Data extracted from a collection:

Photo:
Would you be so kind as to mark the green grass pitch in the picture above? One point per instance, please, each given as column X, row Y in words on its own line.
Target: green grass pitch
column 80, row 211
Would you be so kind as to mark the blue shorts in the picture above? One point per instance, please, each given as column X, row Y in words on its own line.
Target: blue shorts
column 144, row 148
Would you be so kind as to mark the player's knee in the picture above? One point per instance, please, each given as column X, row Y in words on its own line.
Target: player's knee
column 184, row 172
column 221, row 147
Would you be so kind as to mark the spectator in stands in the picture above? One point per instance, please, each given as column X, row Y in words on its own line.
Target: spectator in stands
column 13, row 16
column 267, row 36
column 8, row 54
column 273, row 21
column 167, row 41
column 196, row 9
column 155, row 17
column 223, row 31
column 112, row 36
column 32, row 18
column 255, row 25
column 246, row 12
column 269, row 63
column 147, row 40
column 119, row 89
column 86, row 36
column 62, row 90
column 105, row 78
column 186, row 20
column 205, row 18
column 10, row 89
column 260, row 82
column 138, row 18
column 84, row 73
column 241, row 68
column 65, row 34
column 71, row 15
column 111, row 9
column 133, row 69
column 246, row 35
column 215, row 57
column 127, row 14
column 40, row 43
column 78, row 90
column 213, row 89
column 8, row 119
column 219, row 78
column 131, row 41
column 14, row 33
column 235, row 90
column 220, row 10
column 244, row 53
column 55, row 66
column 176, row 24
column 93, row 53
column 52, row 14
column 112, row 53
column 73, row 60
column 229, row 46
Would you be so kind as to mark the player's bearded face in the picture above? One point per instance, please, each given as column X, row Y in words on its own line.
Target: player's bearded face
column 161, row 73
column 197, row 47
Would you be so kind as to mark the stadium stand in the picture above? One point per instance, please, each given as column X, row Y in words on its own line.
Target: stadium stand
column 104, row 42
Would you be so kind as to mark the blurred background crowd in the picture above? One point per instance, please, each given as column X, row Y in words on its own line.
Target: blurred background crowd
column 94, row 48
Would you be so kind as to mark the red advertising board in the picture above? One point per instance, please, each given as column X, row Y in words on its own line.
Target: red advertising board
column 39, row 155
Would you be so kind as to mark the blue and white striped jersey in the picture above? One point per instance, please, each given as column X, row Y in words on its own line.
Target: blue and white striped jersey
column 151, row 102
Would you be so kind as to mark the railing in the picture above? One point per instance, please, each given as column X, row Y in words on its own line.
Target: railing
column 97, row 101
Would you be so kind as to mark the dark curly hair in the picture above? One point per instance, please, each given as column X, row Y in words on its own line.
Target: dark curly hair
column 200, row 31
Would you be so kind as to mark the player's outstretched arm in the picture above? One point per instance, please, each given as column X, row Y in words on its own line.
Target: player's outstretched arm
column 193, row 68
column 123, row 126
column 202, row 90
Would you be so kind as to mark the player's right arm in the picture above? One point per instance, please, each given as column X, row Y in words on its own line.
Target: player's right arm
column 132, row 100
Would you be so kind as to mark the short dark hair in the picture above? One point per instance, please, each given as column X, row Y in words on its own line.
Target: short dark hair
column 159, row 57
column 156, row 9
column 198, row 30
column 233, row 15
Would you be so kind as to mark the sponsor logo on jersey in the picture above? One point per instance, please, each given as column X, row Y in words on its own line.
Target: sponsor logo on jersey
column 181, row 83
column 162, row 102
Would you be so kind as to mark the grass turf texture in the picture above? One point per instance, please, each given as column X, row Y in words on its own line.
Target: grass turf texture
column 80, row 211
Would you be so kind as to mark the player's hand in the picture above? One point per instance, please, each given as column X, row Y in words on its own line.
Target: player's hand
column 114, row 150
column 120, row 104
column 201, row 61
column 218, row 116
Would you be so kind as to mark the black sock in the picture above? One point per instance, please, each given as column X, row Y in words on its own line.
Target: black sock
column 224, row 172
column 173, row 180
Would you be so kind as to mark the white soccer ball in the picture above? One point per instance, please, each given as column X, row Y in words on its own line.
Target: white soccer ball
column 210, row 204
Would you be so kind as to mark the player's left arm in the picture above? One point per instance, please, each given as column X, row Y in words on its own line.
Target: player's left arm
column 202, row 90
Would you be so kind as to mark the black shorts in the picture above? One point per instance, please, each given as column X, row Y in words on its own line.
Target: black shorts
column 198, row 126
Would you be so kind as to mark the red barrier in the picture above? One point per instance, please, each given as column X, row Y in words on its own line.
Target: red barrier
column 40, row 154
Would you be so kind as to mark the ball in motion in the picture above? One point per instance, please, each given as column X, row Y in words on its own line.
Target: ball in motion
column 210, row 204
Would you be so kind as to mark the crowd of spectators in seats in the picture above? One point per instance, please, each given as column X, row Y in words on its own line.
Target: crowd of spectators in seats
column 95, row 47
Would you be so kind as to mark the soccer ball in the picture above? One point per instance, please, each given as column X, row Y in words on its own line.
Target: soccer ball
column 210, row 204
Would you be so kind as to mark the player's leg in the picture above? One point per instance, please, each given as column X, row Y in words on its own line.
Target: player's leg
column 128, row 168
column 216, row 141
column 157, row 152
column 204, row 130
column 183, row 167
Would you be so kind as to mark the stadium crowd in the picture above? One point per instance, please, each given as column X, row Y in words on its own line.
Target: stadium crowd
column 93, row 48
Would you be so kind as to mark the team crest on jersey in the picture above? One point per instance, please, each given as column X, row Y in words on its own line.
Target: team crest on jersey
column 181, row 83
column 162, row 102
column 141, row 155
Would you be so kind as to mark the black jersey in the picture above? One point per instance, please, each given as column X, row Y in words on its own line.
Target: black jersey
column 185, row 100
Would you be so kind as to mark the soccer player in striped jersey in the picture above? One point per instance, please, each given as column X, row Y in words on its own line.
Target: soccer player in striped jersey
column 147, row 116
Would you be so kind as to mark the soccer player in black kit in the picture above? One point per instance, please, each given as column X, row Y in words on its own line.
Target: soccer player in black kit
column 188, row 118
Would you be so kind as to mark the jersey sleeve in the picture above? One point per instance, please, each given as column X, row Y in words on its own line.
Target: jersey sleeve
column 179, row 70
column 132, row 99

_ACTIVITY_
Print out the records exactly as they were entered.

_RESPONSE_
Photo:
Would you be so kind as to mark the green grass pitch in the picture above? One point per instance, please, each given as column X, row Y in words on its own line.
Target: green grass pitch
column 80, row 211
Would you be so kind as to mark the blue shorts in the picture above? One point per instance, please, each given as column X, row Y in words on its own line.
Target: blue shorts
column 144, row 148
Would you be so kind as to mark the player's knee in the picture above? One point per instance, please, each given as column X, row Y in words on its own line.
Target: player's knee
column 184, row 172
column 221, row 147
Would you be so kind as to mark the spectator in stands in the picture above? One point per instance, please, each given as column X, row Y in words on its own line.
Target: spectator in stands
column 13, row 16
column 267, row 36
column 8, row 54
column 273, row 21
column 167, row 41
column 196, row 9
column 155, row 17
column 223, row 31
column 112, row 36
column 32, row 18
column 255, row 25
column 246, row 12
column 269, row 63
column 147, row 40
column 119, row 89
column 86, row 36
column 62, row 90
column 105, row 78
column 186, row 20
column 205, row 18
column 10, row 89
column 260, row 82
column 138, row 18
column 84, row 73
column 241, row 68
column 65, row 34
column 71, row 15
column 111, row 9
column 133, row 69
column 246, row 35
column 215, row 57
column 127, row 14
column 40, row 43
column 78, row 90
column 213, row 89
column 8, row 119
column 219, row 78
column 131, row 41
column 14, row 33
column 235, row 90
column 220, row 10
column 244, row 53
column 55, row 66
column 176, row 24
column 93, row 53
column 52, row 14
column 112, row 53
column 73, row 60
column 229, row 46
Would you be so kind as to mark the player's bearded face in the picture above? One point per instance, please, each given as column X, row Y in words on its own line.
Target: player's bearded face
column 161, row 73
column 197, row 47
Would you be so kind as to mark the stadium stand in the picture above? One point per instance, please, each given as column X, row Y in words on its own line.
Target: stadium stand
column 104, row 42
Would you be so kind as to mark the blurred background crowd in the picture above? One point per instance, please, each given as column X, row Y in words on its own line.
Target: blurred background crowd
column 94, row 48
Would you be so kind as to mark the red advertising board in the picture above? One point per instance, please, each given as column X, row Y in words on its own line.
Target: red advertising board
column 39, row 155
Would you be so kind as to mark the blue and white striped jersey in the picture above? One point per instance, please, each given as column X, row Y in words on its own line.
Target: blue and white striped jersey
column 151, row 102
Would you be so kind as to mark the railing in the picture above? One point per instance, please, each given as column X, row Y in words on its own line.
Target: railing
column 97, row 101
Would you be so kind as to mark the dark curly hair in the picture above? One point per instance, please, each given as column X, row Y in words on its own line.
Target: dark curly hair
column 200, row 31
Would you be so kind as to mark the player's outstretched arm in the picture above? One point per instance, please, each given as column X, row Y in words on its own line.
Target: player's outstretched arm
column 193, row 68
column 123, row 126
column 202, row 90
Would you be so kind as to mark the player's right arm in the picture above? One point per instance, please, each given as column X, row Y in words on its own line.
Target: player's right arm
column 132, row 100
Would you be so kind as to mark the short dark hair in the picture above? One point per instance, please, each given as column X, row Y in words on its own line.
Target: short dark hair
column 159, row 57
column 156, row 9
column 198, row 30
column 233, row 15
Would you be so kind as to mark the sponsor logo on jersey in the picture above? One point per instance, please, each given as column X, row Y in words on its own line.
Target: sponsor logo on jersey
column 181, row 83
column 162, row 102
Would you be so kind as to mark the grass turf texture in the picture above? One point per instance, please, each given as column X, row Y in words on its own line.
Target: grass turf texture
column 80, row 211
Would you be so kind as to mark the player's hand in the picture above? One point per instance, please, each given as column X, row Y in words on its own line.
Target: player's hand
column 114, row 150
column 120, row 104
column 201, row 61
column 218, row 116
Would you be so kind as to mark the black sock in the picture above? One point per instance, please, each given as column X, row Y in words on its own line.
Target: black sock
column 224, row 172
column 173, row 180
Would you be so kind as to mark the white soccer ball in the picture above? One point per instance, please, each given as column X, row Y in words on its own line.
Target: white soccer ball
column 210, row 204
Would you be so kind as to mark the player's left arm in the picture above? One point per instance, please, each given as column X, row Y in words on its own line.
Target: player's left arm
column 202, row 90
Would you be so kind as to mark the black shorts in the picture above? One point per instance, please, each given as column X, row Y in words on its own line.
Target: black shorts
column 198, row 126
Would you be so kind as to mark the red barrier in the picture above? One point per instance, please, each given as column X, row Y in words on its own line.
Target: red barrier
column 40, row 154
Would you be so kind as to mark the ball in motion in the picture above? One point per instance, please, each given as column X, row Y in words on its own line.
Target: ball in motion
column 210, row 204
Would you be so kind as to mark the crowd of spectators in seats in the picture above? One point per instance, please, each given as column X, row Y in words on its own line.
Target: crowd of spectators in seats
column 95, row 47
Would you be so kind as to mark the soccer ball in the picture above? One point per instance, please, each given as column X, row Y in words on its own line.
Target: soccer ball
column 210, row 204
Would you be so kind as to mark the player's leg in the picture above? One point per instance, please, each given as column X, row Y in words on its own line.
Target: player's leg
column 128, row 168
column 216, row 141
column 157, row 152
column 204, row 130
column 183, row 167
Would you be so kind as to mark the stadium crowd in the picture above? One point per instance, please, each given as column X, row Y in words on its own line.
Target: stadium crowd
column 93, row 48
Would you be so kind as to mark the team crest on jersey in the picture above? One point per instance, please, each given as column X, row Y in words on its own line.
Target: team crest on jersey
column 181, row 83
column 162, row 102
column 141, row 155
Would you be so kind as to mark the black jersey in the picture above? One point per instance, please, each given as column X, row Y in words on its own line.
Target: black jersey
column 185, row 100
Would you be so kind as to mark the soccer player in striped jersey in the picture above? One point per instance, please, each given as column X, row Y in words on its own line.
Target: soccer player in striped jersey
column 147, row 116
Would you be so kind as to mark the soccer player in black kit in the picture above? One point per instance, please, each given as column X, row Y in words on its own line.
Target: soccer player in black kit
column 188, row 118
Would you be so kind as to mark the jersey sleeve in the picture above? One point per instance, please, each given as column X, row Y in words on its own line.
Target: jersey sleeve
column 179, row 70
column 132, row 99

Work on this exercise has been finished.